-------- Texte extrait --------

Adolescentes, une chronique singulière et double de Sébastien Lifshitz

Dans Adolescentes, Sébastien Lifshitz (Les Invisibles, entre autres) tente de chroniquer la vie de deux jeunes filles et de capter leurs douleurs, leurs joies, leur évolution et leur recherche du sens de la vie. Elles en deviennent aussi lumineuses que le film lui-même.

Anaïs et Emma Photo Ad Vitam

Pendant cinq ans, de 2013 à 2018, Sébastien Lifshitz a suivi et filmé deux adolescentes de Brive, deux filles que beaucoup de choses opposent mais qui sont très copines. Une équipe de trois personnes est venue filmer tous les mois ces deux jeunes filles et leur entourage, famille et collège puis lycée. Il a donc fallu nouer une relation tout à fait particulière, très forte, entre l’équipe et les adolescentes. « On se manquait, dit Sébastien Lifshitz dans une interview. Elles avaient envie de nous voir, et nous aussi. » Cette relation de confiance a permis à l’équipe de faire librement le film tout en disparaissant des images, sans intervenir dans les moments vécus devant la caméra. C’est le secret technique d’une formidable réussite.

-------- Données fournies --------

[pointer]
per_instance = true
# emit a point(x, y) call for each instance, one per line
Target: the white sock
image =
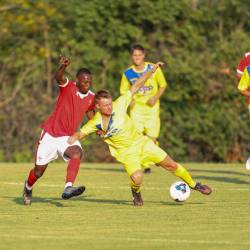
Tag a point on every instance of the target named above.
point(68, 184)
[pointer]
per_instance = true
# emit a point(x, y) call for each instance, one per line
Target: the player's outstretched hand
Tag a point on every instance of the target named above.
point(157, 65)
point(152, 101)
point(64, 60)
point(76, 136)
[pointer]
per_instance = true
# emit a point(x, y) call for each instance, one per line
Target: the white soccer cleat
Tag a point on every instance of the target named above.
point(248, 164)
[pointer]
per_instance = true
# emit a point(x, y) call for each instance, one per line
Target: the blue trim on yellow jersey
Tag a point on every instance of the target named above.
point(110, 121)
point(132, 75)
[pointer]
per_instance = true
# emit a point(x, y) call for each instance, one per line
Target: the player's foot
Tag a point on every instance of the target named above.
point(27, 195)
point(147, 171)
point(204, 189)
point(248, 164)
point(72, 191)
point(137, 199)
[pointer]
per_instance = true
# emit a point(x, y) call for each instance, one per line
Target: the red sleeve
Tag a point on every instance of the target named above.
point(92, 105)
point(69, 84)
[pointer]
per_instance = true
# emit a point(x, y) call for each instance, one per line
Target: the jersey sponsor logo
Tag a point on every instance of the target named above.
point(143, 90)
point(110, 130)
point(132, 76)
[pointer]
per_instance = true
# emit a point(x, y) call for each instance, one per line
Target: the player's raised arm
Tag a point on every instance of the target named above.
point(140, 81)
point(76, 136)
point(63, 64)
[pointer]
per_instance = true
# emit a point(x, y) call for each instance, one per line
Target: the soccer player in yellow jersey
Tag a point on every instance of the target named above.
point(145, 105)
point(126, 143)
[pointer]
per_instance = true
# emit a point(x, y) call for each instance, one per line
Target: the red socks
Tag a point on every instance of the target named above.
point(32, 178)
point(72, 170)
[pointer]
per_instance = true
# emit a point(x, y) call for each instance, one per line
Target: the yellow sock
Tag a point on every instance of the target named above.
point(185, 176)
point(135, 187)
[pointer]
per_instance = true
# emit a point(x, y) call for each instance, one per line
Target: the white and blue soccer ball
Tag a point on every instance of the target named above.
point(180, 191)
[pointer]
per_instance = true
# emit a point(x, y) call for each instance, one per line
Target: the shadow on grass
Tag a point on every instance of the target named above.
point(108, 201)
point(119, 169)
point(53, 201)
point(219, 172)
point(172, 203)
point(222, 179)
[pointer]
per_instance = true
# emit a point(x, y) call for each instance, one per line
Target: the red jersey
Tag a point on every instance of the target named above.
point(244, 62)
point(69, 111)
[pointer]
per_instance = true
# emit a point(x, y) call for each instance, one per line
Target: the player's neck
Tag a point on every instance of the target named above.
point(140, 67)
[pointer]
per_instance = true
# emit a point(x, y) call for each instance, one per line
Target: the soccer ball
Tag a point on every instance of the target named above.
point(179, 191)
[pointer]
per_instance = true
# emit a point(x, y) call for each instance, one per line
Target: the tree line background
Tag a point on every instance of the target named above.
point(203, 116)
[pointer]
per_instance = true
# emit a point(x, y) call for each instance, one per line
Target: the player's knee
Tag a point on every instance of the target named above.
point(74, 152)
point(78, 154)
point(38, 172)
point(137, 178)
point(169, 164)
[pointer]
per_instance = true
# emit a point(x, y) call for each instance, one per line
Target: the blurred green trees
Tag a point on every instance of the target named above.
point(204, 118)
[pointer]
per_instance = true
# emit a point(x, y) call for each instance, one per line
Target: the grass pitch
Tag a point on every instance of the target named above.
point(104, 217)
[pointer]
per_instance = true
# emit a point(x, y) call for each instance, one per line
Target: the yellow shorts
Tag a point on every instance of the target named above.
point(146, 119)
point(141, 153)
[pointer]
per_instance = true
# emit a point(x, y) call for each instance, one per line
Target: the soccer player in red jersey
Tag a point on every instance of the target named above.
point(75, 99)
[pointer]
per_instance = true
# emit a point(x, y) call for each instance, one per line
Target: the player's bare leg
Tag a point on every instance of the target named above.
point(74, 153)
point(34, 175)
point(169, 164)
point(136, 181)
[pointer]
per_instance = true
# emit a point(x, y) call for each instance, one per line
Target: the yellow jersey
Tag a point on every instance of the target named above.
point(150, 87)
point(244, 83)
point(121, 133)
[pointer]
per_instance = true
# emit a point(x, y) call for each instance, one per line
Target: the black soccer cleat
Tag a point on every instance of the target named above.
point(27, 195)
point(137, 199)
point(204, 189)
point(147, 171)
point(72, 191)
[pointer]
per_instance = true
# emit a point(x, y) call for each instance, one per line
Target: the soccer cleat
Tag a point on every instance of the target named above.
point(72, 191)
point(137, 199)
point(248, 164)
point(27, 195)
point(204, 189)
point(147, 171)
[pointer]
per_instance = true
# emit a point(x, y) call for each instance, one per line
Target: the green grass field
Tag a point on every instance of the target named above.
point(104, 217)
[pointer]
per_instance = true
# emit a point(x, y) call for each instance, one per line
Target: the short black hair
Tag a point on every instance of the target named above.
point(83, 71)
point(103, 93)
point(137, 47)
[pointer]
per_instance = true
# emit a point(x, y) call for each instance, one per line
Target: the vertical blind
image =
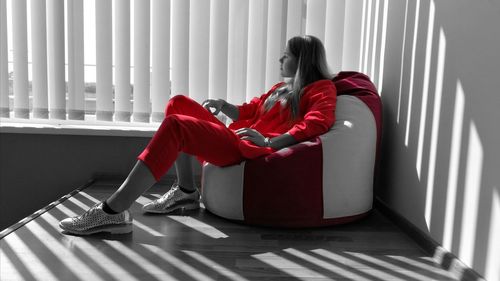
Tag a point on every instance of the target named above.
point(226, 49)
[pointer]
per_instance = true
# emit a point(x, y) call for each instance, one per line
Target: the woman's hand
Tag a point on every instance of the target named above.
point(253, 136)
point(215, 104)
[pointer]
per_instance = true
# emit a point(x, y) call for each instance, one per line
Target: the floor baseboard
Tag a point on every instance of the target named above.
point(441, 256)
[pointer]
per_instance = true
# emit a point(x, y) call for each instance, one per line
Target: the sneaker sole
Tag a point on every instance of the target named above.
point(185, 207)
point(112, 229)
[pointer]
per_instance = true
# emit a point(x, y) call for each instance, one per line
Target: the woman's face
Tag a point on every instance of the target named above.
point(288, 64)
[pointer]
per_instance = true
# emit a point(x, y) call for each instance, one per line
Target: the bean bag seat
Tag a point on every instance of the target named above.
point(327, 180)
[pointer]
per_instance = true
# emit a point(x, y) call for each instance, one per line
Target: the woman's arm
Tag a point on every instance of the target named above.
point(230, 110)
point(257, 138)
point(220, 105)
point(282, 141)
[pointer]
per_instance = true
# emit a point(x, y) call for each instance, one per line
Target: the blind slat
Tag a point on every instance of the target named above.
point(76, 86)
point(295, 25)
point(219, 17)
point(123, 91)
point(141, 61)
point(237, 53)
point(4, 64)
point(199, 43)
point(276, 41)
point(352, 39)
point(39, 64)
point(55, 46)
point(20, 46)
point(334, 33)
point(104, 88)
point(256, 60)
point(180, 47)
point(161, 58)
point(316, 18)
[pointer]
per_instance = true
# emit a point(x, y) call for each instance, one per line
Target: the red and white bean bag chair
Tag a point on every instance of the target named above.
point(325, 181)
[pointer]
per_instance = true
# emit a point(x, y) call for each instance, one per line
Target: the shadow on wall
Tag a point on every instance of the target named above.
point(439, 78)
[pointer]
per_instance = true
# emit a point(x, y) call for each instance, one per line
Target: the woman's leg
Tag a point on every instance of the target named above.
point(184, 170)
point(139, 180)
point(184, 162)
point(207, 139)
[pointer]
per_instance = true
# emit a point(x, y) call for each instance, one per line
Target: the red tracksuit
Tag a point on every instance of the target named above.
point(190, 128)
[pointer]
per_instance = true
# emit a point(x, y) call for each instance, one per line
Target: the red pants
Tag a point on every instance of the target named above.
point(190, 128)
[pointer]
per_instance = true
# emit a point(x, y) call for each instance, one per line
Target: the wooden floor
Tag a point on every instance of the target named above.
point(201, 246)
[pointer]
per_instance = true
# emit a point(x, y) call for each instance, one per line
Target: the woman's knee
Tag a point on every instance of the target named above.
point(177, 103)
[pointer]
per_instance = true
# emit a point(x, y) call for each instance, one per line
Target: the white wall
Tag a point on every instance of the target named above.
point(440, 86)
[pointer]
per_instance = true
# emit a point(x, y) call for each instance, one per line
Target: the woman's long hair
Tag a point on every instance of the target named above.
point(311, 67)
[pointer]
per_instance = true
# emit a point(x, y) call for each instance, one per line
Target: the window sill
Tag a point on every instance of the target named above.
point(75, 127)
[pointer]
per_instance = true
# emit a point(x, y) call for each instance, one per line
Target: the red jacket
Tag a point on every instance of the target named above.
point(316, 116)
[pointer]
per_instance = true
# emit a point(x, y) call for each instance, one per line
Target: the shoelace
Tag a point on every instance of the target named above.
point(86, 214)
point(168, 195)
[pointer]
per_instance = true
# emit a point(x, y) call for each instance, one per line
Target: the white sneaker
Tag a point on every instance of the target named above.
point(96, 220)
point(173, 200)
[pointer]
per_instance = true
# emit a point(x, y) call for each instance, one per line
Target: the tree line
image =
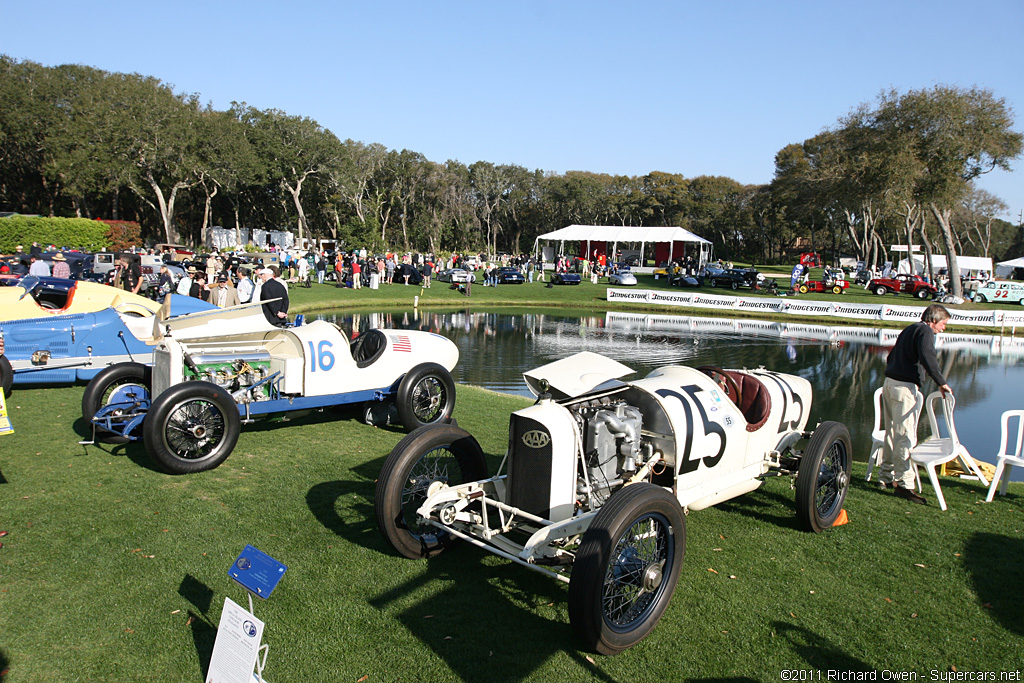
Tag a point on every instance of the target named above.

--------

- [Consignes]:
(1) Sélectionnez toutes les lignes des enregistrements où figure le mot « shadow ».
(2) Poursuivez l'article sur le film Adolescentes après sa dernière phrase.
Le texte et les enregistrements n'ont aucun rapport entre eux.

- [Réponses rédigées]:
(1)
Target: the shadow on grass
Target: the shadow on wall

(2)
Le difficile rapport mère-fille

Anais est plutôt enveloppée et vit dans une famille modeste avec des parents à problèmes, surtout sa mère. Impulsive et un peu désordonnée, elle est pétillante de vie, rigole pour un rien et on sent chez elle une énergie considérable. Emma au contraire est mince, et c’est une très bonne élève. Elle pratique le chant et la musique en plus, avec de vraies possibilités. C’est surtout sa mère qui s’occupe d’elle, le père étant peu là au moment des filmages, mais aussi dans la vie de sa fille, ce qu’elle dit à plusieurs reprises. La relation de ces deux filles à leur mère est vraiment difficile. Conflictuelle au mieux, agressive au pire. Avec des variations au fur et à mesure des années. Pour Emma, l’emprise de sa mère devient de plus en plus lourde, alors qu’Anais réussit à créer avec la sienne un échange positif. Les moments filmés montrent à quel point le problème adolescent est aussi un problème parental. La séquence d’achat de vêtements, par exemple, capte avec force la volonté de la mère d’Emma et le besoin de sa fille d’échapper à cette emprise.

Et lorsque l’heure est venue pour les deux jeunes filles de quitter leur famille, la réaction des deux mères est plus violente que celle de leurs filles. Le sentiment d’abandon plus flagrant. Comme quoi le cordon a vraiment deux extrémités. Sa coupure peut faire plus mal aux parents qu’aux enfants !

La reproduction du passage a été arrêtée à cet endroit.